→ EXERCISE AIM:
Reproduce every row below word for word, leaving out the pictures.

→ INPUT RECORDS:

-=-=-=-=-

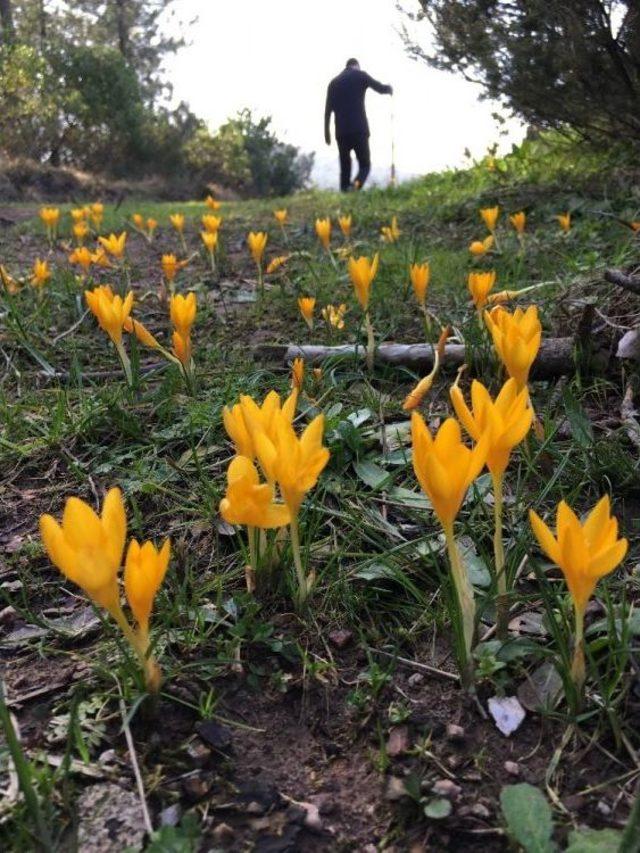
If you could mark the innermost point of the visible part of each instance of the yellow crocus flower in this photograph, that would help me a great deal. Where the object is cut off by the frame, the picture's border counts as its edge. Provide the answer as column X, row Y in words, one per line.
column 177, row 220
column 323, row 231
column 334, row 316
column 489, row 216
column 88, row 549
column 210, row 240
column 248, row 501
column 444, row 466
column 294, row 463
column 41, row 273
column 362, row 272
column 345, row 222
column 391, row 233
column 142, row 333
column 182, row 310
column 307, row 304
column 480, row 284
column 114, row 244
column 144, row 571
column 420, row 275
column 519, row 221
column 111, row 312
column 505, row 422
column 516, row 338
column 83, row 257
column 80, row 230
column 257, row 241
column 50, row 217
column 415, row 397
column 182, row 349
column 480, row 247
column 275, row 263
column 585, row 552
column 246, row 419
column 97, row 213
column 445, row 469
column 211, row 223
column 170, row 266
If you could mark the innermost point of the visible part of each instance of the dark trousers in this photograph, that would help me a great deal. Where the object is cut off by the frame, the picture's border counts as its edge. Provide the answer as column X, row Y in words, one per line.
column 359, row 144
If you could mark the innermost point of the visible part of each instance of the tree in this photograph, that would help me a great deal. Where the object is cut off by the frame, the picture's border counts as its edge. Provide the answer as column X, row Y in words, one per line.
column 556, row 65
column 6, row 22
column 144, row 32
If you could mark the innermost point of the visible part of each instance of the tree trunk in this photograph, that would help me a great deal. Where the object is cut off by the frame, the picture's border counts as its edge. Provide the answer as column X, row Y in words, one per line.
column 6, row 20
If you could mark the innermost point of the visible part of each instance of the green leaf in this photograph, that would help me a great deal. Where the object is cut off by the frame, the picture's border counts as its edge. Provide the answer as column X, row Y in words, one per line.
column 528, row 817
column 594, row 841
column 581, row 430
column 405, row 497
column 373, row 475
column 437, row 808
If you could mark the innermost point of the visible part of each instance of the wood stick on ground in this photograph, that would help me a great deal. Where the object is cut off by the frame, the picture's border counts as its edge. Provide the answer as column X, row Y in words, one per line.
column 556, row 356
column 627, row 282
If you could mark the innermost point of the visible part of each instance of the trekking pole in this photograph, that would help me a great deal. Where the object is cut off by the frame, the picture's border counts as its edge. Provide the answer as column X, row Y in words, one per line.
column 392, row 181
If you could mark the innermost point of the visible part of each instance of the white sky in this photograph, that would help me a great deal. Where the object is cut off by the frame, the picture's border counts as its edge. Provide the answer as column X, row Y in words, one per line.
column 277, row 58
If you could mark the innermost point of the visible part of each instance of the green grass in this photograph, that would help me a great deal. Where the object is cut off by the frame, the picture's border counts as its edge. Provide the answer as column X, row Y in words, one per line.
column 376, row 549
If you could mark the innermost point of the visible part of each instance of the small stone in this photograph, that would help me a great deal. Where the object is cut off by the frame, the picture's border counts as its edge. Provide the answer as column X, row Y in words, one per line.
column 171, row 815
column 395, row 789
column 195, row 787
column 198, row 754
column 341, row 638
column 447, row 788
column 218, row 737
column 481, row 811
column 398, row 741
column 223, row 833
column 455, row 733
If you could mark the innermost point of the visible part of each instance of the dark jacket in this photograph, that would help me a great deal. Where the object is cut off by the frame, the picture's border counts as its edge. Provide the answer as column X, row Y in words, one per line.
column 345, row 99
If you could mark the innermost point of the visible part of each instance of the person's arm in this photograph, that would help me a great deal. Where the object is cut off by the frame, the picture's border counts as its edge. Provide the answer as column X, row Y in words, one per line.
column 381, row 88
column 328, row 109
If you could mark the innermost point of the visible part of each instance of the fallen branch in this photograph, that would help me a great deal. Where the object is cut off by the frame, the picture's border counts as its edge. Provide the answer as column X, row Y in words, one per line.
column 627, row 282
column 556, row 356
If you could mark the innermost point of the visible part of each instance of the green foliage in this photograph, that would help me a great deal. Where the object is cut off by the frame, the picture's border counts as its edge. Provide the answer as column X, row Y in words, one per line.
column 247, row 155
column 541, row 59
column 528, row 817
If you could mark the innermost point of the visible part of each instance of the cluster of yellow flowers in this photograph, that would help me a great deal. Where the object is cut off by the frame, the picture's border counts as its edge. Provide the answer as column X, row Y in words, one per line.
column 518, row 221
column 113, row 313
column 290, row 464
column 88, row 549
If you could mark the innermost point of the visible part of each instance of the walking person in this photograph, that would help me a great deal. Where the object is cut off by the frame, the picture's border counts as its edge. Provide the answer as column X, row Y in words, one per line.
column 345, row 99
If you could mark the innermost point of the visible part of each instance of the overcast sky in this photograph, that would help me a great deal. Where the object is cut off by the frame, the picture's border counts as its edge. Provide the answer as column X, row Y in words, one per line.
column 278, row 56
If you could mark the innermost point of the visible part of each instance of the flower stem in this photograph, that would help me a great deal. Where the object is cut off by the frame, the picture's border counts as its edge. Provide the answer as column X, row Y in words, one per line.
column 578, row 671
column 466, row 604
column 124, row 361
column 303, row 587
column 502, row 617
column 371, row 342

-=-=-=-=-

→ WRITTEN SOLUTION:
If you could mark the innermost point of the visible part of each instance of the yellow crocus flower in this photograph, that would help me a great deal. Where the object is cut off by the frame, the picture's border counts as its edge. Provide the answer as column X, row Y in words, one per line.
column 177, row 220
column 323, row 231
column 334, row 316
column 489, row 216
column 88, row 549
column 210, row 240
column 248, row 501
column 444, row 466
column 294, row 463
column 41, row 273
column 362, row 272
column 345, row 222
column 391, row 233
column 142, row 333
column 182, row 310
column 307, row 304
column 480, row 284
column 114, row 244
column 144, row 571
column 420, row 275
column 519, row 221
column 111, row 312
column 505, row 422
column 516, row 338
column 83, row 257
column 80, row 230
column 257, row 241
column 50, row 217
column 415, row 397
column 182, row 349
column 480, row 247
column 275, row 263
column 585, row 552
column 246, row 419
column 97, row 213
column 445, row 469
column 211, row 223
column 170, row 266
If you could mark the innermost point of the visible part of each instance of the dark trousers in this photograph, that would help me a great deal. Where the object is cut off by the frame, the picture's border counts as its edge. Provide the answer as column X, row Y in words, one per line.
column 359, row 144
If you could mark the innermost point of the visible part of each instance of the tree in this photograph, that would help me a great deal. Where the object is cut off by the frame, the picture's border counts as its edge. Provide the answer as column X, row Y in words, one per line.
column 556, row 65
column 6, row 22
column 144, row 32
If you could mark the innermost point of the visible part of each instance of the tree trunk in this photograph, that would help me a great deal. Where the object is cut off by the frame, the picture's border counts as its edge. Provide the answer as column X, row Y in words, one per line.
column 6, row 20
If you could mark the innermost point of the visible part of each instance of the green leaf in this photograph, that would help me a great deal. Where the object is cut off by the frame, the picture's border counts as its edge. Provide the answer as column X, row Y in words, one per line.
column 528, row 817
column 594, row 841
column 581, row 430
column 405, row 497
column 373, row 475
column 437, row 808
If you could mark the innermost point of the visible part of each instance of the wood stick on ground in this photograph, that would help me a great deal. Where the object is cut off by the frame, the picture's border counts as its edge. Provide the answer as column X, row Y in words, one per line.
column 556, row 356
column 627, row 282
If you could mark the innermost point of the visible part of each instance of the trekking pole in this photograph, that would help me a great deal. Where the object is cut off by the frame, the picture's border counts as its edge. Provide the answer as column X, row Y in words, one per line.
column 392, row 181
If you could mark the innermost point of the visible part of each instance of the white sky in this photograph, that would help me a great deal. Where the object is cut off by the frame, the picture's border counts as its edge. Provide the answer as column X, row Y in words, one per line.
column 277, row 58
If you could mark the innermost point of the visible part of each instance of the green grass in this photograph, that would help me a great deal. Where the object is cut off by the frame, the picture's border counts as its edge. Provide the answer as column X, row Y in words, one per line.
column 376, row 549
If you could mark the innermost point of the visible part of each instance of the small stone in this photograph, that would help me a great deal. Where the object is cut off by the frame, the picture's border counts as its edge. Provide the answer as column X, row Y in words, one per line.
column 171, row 815
column 395, row 789
column 195, row 787
column 198, row 754
column 341, row 638
column 447, row 788
column 218, row 737
column 481, row 811
column 398, row 741
column 223, row 833
column 455, row 733
If you could mark the innermost point of the visible part of each instance of the dark jacket in this photograph, that would help me a great deal. Where the object is cut off by the frame, the picture's border counts as its edge. Provide the answer as column X, row Y in words, one per line.
column 345, row 99
If you could mark the innermost point of the visible part of each instance of the person's arm in this photograph, that would help me a great deal. Where the object is cut off by the frame, the picture's border counts as its edge. Provide the answer as column X, row Y in words, one per line.
column 381, row 88
column 328, row 109
If you could mark the innermost point of the visible part of each instance of the fallen branch in this photograph, that would help me a great deal. Where the object is cut off by the frame, the picture's border counts as its edge. Provide the answer as column X, row Y in words, one per line.
column 627, row 282
column 556, row 356
If you could mark the innermost point of the visible part of each instance of the green foliage in this photograph, that would help me a great deal. Where the object is cut off by the frame, the picture's border counts as its edge. Provide the answer as column X, row Y in words, one per line.
column 247, row 155
column 541, row 59
column 528, row 817
If you could mark the innermost point of the visible part of each instance of the cluster of yellow flowers in this photograph, that would help me a great deal. Where the object is cut off by the frame, the picture's border counts as its edge. Provide the answer as column X, row Y in words, one per line.
column 518, row 221
column 113, row 313
column 290, row 464
column 88, row 549
If you could mark the innermost point of the visible part of each instance of the walking person in this photograph, that would help me a great deal. Where the object is cut off by the frame, the picture's border counts as its edge. Provide the answer as column X, row Y in words, one per line.
column 345, row 99
If you could mark the innermost point of the visible part of each instance of the overcast sky in this photograph, that would help me a great deal. Where the object is cut off by the frame, the picture's border counts as its edge. Provide the answer as column X, row Y in words, one per line.
column 278, row 56
If you could mark the innermost point of the visible part of each instance of the flower stem in this photograph, that would help me a great deal. Where the object is cut off by the frame, the picture's border counts as its edge. Provide the answer as column X, row Y in words, one per line.
column 578, row 671
column 466, row 604
column 124, row 361
column 303, row 587
column 502, row 617
column 371, row 342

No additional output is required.